Actions to take:
1) Translate this sentence from the essay on Ocalan's views into French: "According to Ocalan, who clearly had been reading authors like James Mellaart, Marija Gimbutas, and Heidi Goettner-Abendroth, the values of the societies that preceded Sumer in the Near East were entirely different."
2) Transcribe the passage of the essay on Ocalan's views from "[I]t is our" to "nature as servants.", keeping every word and punctuation mark unchanged.

##### Excerpt to read #####

A Servant of God or a Lover of Life? by Carol P. Christ

Carol Molivos by Andrea Sarris 2Thus through an enormous network of mythological narrative, every aspect of culture is cloaked in the relationship of ruler and ruled, creator and created. . . . [Sumerian] legend endows the Sumerian ruler-gods with creative power; their subjects are recreated as servants. . . . [This new narrative was] deployed with the purpose of conditioning the mind anew.(20, italics added)

This provocative statement is found in a chapter titled “The First Major Sexual Rupture” in a collation of the writings titled Liberating Life: The Women’s Revolution by imprisoned Kurdish leader Abdullah Ocalan (pronounced Oh-cha-lan). According to Ocalan, who clearly had been reading authors like James Mellaart, Marija Gimbutas, and Heidi Goettner-Abendroth, the values of the societies that preceded Sumer in the Near East were entirely different.

Within the Zagros-Taurus system, Mesolithic and subsequently Neolithic society started to develop at the end of the fourth glacial period, around twenty thousand years ago. . . .

Many methods, tools, and equipment we still use today are based on inventions and discoveries most likely made by the women of this era, such as various useful applications of different plants, domestication of animals and cultivation of plants, construction of dwellings,  principles of child nutrition, the hoe and hand grinder, perhaps even the ox cart.

To me, the cult of the mother-goddess in this age symbolized reverence for woman’s role in these great advances. I don’t see it as a deification of an abstract fertility. . . . The true reason for the longevity of the mother-concept is the fact that the mother concretely forms the basis of the of the social being, the human; it is not due to an abstract ability to give birth. (13-14)

According to Ocalan, earlier societies practiced “primitive socialism, characterized by equality and freedom, [which was] viable because the social order of the matriarchy did not allow ownership.” (14) Moreover, in such societies, [n]ature was regarded as alive and animated, no different from themselves.” (15)

Ocalan turns on its head the well-worn criticism that visions of societies so very different from those we know today are nothing more than fantasies of a golden age:

[I]t is our endless yearning to regain and immortalize this social order of equality and freedom that led to our construction of paradise. (14)

sumerian kingThere are many insights in this small pamphlet that deserve discussion. Here I wish to focus on the idea that one of the main purposes of patriarchal mythologies is to restrict creative power to the Gods and their earthly representatives, while reconstructing other men, women, and nature as servants.

##### Extracted data #####

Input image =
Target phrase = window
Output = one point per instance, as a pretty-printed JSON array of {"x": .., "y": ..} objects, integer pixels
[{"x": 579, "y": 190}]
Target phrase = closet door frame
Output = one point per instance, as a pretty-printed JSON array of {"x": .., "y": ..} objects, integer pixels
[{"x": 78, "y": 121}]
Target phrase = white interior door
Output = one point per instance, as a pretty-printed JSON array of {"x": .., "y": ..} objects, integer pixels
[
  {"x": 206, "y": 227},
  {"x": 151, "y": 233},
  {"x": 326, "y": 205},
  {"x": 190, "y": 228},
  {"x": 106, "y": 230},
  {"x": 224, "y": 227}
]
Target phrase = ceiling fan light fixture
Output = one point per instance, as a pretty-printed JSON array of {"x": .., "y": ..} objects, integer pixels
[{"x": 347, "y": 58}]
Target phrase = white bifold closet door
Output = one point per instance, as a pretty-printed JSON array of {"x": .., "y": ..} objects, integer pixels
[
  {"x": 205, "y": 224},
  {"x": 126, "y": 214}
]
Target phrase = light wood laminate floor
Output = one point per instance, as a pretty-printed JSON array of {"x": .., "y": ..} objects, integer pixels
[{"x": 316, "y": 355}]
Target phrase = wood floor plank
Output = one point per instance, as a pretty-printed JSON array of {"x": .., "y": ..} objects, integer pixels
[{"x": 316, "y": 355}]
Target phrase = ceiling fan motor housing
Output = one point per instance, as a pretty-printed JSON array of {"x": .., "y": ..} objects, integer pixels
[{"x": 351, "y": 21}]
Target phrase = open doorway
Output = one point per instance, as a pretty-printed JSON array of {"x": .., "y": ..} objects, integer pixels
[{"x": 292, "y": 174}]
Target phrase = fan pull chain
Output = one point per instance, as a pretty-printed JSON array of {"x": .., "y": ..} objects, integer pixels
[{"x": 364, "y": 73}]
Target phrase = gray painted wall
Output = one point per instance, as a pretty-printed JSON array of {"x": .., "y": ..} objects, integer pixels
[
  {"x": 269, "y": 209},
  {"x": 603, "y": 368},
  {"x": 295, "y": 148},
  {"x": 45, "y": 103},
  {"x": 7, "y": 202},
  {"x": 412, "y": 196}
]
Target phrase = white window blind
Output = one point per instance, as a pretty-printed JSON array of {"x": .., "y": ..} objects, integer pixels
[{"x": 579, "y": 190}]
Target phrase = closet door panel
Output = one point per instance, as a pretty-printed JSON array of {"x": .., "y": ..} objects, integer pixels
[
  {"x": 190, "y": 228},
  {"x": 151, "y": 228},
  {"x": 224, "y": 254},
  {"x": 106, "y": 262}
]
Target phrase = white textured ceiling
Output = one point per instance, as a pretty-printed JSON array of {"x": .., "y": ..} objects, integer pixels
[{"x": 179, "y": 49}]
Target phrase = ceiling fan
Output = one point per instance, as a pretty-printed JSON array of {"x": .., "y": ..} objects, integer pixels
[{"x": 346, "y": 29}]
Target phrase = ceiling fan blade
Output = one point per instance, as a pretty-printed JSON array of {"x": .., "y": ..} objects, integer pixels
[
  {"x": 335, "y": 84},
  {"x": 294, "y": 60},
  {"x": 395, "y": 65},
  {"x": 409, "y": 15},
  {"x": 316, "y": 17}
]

#####

Answer set:
1) Selon Ocalan, qui avait manifestement lu des auteurs comme James Mellaart, Marija Gimbutas et Heidi Goettner-Abendroth, les valeurs des sociétés qui ont précédé Sumer au Proche-Orient étaient entièrement différentes.

2)
[I]t is our endless yearning to regain and immortalize this social order of equality and freedom that led to our construction of paradise. (14)

sumerian kingThere are many insights in this small pamphlet that deserve discussion. Here I wish to focus on the idea that one of the main purposes of patriarchal mythologies is to restrict creative power to the Gods and their earthly representatives, while reconstructing other men, women, and nature as servants.